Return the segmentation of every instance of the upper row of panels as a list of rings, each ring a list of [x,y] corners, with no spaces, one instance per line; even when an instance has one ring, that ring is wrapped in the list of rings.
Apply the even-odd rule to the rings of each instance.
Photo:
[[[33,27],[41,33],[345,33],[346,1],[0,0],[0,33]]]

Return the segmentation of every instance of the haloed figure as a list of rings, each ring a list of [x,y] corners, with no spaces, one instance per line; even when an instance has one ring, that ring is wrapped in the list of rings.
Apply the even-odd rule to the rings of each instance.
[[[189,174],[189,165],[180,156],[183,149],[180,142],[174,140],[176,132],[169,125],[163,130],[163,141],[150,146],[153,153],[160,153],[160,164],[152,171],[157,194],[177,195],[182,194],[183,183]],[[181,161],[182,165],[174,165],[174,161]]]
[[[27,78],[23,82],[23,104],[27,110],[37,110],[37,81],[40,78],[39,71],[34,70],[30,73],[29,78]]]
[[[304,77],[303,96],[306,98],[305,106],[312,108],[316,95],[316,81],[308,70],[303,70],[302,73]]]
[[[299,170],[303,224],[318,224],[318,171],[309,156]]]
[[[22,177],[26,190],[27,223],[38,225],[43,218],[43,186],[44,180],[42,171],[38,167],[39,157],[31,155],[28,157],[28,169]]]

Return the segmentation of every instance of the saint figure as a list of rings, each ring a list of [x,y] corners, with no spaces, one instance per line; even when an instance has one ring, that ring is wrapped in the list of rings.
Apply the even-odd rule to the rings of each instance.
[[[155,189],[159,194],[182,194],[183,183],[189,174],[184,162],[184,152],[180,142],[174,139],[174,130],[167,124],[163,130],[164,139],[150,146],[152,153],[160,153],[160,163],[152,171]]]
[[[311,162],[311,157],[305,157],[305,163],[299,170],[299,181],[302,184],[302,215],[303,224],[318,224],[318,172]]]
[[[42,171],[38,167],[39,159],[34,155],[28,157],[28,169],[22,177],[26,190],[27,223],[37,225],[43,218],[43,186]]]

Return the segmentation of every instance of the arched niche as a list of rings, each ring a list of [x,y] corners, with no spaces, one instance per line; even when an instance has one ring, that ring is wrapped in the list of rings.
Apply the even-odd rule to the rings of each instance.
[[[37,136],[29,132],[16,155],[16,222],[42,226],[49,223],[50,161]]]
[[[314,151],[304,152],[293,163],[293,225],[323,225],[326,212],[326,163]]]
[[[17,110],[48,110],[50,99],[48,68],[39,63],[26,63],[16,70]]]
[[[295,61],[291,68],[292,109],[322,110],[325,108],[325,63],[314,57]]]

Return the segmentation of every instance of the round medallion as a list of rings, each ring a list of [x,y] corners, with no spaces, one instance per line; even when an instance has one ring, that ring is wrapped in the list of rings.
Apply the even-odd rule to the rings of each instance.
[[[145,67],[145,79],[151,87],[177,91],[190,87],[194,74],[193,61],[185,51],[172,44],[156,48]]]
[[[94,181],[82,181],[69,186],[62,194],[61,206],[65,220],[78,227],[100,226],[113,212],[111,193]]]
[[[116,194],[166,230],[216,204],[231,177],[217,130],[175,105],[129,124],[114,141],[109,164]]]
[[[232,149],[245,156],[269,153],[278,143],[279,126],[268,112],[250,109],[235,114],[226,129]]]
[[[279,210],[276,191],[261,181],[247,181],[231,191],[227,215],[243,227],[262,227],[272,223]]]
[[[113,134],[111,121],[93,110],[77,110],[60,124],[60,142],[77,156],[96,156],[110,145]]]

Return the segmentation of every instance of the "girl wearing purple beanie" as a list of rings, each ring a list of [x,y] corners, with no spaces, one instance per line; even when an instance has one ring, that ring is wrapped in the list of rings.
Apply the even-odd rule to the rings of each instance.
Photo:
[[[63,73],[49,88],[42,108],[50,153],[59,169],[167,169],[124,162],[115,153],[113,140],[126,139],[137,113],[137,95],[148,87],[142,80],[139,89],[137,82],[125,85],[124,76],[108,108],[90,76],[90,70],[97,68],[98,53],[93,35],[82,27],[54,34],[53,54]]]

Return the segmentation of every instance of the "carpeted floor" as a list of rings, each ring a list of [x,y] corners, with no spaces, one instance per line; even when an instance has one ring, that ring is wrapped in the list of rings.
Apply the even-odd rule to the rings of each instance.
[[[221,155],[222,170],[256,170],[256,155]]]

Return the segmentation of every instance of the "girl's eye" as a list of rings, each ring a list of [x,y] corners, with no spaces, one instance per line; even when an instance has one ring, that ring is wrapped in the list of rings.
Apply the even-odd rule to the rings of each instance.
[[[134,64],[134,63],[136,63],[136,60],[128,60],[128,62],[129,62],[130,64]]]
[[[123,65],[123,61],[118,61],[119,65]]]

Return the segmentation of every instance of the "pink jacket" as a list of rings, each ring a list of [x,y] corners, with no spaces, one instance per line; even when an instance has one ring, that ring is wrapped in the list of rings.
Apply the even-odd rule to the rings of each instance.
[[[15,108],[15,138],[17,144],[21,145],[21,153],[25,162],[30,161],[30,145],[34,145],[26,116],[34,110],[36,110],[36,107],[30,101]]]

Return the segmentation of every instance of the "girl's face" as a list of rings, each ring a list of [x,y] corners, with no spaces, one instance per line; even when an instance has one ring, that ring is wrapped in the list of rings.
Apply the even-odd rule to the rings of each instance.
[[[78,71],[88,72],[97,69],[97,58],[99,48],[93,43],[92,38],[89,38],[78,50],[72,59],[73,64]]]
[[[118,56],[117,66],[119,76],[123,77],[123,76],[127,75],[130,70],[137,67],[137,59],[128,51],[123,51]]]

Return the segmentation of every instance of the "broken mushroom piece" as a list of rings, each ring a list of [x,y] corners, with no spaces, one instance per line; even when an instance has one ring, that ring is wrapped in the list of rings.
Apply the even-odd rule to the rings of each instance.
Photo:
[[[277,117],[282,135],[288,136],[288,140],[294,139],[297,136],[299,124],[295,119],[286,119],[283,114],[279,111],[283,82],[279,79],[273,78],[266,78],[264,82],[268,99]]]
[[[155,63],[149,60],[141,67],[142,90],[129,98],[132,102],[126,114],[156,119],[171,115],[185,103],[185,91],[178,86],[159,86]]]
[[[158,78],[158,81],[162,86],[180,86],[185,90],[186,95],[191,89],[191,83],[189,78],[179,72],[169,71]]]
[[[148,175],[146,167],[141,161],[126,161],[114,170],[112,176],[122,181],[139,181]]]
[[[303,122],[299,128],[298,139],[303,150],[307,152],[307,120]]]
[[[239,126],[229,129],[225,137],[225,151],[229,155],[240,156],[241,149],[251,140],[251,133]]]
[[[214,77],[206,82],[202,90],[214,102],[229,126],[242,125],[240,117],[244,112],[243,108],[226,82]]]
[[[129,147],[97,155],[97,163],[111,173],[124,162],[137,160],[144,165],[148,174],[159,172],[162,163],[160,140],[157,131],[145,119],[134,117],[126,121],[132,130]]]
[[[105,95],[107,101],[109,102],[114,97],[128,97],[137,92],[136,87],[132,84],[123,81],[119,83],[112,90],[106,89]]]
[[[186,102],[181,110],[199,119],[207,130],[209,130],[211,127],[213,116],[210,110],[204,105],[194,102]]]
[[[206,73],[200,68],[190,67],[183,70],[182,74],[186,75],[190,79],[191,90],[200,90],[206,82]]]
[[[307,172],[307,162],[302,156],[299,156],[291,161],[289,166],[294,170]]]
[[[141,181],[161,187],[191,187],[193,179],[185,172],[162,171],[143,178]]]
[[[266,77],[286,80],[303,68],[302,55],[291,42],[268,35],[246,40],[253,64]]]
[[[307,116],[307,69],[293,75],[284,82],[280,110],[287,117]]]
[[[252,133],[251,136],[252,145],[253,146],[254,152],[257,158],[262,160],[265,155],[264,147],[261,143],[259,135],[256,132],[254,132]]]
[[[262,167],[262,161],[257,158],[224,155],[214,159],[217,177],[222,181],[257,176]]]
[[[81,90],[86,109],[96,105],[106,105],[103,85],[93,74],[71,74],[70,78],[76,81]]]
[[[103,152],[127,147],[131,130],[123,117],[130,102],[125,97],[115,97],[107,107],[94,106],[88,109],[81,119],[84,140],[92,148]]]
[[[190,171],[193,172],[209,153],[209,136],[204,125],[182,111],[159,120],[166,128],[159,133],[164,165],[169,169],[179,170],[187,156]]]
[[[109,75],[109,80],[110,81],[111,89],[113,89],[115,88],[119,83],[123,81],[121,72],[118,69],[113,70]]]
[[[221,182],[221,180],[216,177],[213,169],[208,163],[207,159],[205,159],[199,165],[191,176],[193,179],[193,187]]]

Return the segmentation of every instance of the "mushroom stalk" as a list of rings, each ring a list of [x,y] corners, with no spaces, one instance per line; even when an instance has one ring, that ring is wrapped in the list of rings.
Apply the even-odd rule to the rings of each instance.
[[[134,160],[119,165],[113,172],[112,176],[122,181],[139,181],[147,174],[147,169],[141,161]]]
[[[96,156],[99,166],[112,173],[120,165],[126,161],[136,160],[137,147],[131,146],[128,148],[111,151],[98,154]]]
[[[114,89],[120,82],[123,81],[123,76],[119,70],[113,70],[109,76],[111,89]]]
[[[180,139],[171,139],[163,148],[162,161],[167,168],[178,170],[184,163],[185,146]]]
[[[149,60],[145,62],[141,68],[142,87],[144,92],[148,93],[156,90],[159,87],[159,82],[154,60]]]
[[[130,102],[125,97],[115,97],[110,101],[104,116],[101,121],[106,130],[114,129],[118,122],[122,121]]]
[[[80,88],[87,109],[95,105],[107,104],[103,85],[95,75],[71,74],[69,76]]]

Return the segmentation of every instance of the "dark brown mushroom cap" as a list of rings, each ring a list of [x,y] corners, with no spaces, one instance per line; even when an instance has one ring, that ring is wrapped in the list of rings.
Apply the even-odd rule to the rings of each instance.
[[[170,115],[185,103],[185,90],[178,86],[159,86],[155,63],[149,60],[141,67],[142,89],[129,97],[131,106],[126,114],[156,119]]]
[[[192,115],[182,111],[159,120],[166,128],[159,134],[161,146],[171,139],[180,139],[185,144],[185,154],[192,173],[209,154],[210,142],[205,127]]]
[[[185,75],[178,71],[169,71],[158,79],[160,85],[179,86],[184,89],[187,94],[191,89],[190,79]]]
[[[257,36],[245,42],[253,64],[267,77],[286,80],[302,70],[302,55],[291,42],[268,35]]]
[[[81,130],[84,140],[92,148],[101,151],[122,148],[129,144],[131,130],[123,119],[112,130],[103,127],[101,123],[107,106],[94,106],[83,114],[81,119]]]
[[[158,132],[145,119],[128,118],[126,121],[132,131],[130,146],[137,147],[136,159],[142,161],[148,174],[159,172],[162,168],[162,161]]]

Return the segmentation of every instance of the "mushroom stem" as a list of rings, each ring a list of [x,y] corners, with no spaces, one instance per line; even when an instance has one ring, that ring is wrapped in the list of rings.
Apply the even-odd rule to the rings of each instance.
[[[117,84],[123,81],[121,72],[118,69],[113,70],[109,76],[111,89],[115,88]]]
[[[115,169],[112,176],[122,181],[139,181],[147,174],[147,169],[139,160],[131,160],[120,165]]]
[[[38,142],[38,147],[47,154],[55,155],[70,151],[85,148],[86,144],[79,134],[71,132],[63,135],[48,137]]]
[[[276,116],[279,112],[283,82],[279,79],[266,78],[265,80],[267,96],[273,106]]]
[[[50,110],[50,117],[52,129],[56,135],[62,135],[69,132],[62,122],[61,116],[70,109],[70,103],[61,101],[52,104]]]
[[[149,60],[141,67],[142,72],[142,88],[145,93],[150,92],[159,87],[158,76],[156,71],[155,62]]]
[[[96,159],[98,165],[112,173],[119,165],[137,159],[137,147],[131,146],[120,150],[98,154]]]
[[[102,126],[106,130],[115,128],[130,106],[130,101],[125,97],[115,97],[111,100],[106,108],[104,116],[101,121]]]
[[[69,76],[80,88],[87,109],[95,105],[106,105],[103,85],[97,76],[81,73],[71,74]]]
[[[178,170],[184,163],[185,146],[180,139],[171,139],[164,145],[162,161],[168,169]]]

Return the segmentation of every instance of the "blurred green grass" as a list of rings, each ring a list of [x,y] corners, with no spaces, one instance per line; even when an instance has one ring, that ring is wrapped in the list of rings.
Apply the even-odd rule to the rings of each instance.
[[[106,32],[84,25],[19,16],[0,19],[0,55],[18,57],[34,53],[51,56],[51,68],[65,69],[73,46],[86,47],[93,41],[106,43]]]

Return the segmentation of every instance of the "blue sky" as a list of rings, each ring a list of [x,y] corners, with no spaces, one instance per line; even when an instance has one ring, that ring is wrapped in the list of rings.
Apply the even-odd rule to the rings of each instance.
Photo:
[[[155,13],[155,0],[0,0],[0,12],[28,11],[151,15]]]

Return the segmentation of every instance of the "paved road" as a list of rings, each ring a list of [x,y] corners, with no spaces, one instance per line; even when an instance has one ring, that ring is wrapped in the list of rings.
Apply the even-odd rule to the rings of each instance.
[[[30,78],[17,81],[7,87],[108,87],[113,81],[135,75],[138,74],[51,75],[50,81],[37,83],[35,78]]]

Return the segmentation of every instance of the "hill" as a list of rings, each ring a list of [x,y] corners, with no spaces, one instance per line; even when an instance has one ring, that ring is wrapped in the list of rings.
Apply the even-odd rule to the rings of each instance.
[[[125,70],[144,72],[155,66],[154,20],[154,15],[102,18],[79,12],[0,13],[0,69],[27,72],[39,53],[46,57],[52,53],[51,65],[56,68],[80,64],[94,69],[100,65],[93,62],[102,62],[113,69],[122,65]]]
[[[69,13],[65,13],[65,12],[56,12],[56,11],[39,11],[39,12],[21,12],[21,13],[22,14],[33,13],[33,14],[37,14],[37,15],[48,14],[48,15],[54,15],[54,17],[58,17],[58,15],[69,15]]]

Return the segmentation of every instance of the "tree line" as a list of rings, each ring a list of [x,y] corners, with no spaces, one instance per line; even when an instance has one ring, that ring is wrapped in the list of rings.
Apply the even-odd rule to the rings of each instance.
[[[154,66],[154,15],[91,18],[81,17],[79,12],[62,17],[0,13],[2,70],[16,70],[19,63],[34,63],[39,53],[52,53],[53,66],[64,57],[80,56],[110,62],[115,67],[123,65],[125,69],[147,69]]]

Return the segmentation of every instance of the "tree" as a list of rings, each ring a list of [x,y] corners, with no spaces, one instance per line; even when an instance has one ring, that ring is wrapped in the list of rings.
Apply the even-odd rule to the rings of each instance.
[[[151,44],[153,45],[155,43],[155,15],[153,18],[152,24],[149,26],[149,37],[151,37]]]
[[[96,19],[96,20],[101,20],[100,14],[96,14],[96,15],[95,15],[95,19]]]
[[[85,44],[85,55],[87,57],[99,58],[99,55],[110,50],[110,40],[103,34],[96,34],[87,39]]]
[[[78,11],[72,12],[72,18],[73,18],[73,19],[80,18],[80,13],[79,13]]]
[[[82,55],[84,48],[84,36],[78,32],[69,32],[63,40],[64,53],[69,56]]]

[Given exercise] Format the rows from the very first line up to and including the line containing "[[[33,27],[41,33],[345,33],[346,1],[0,0],[0,33]]]" as a JSON array of strings, one string per line, omitting any blank lines.

[Correct output]
[
  "Return the segmentation of every instance of the upper row of panels as a list of rings, each ring a list of [x,y] corners, with no spaces, one instance per line; even when an instance has one ring, that ring is wrapped in the list of rings.",
  "Apply the even-odd rule to the rings of each instance.",
  "Photo:",
  "[[[33,27],[41,33],[345,33],[346,1],[0,0],[0,33]]]"
]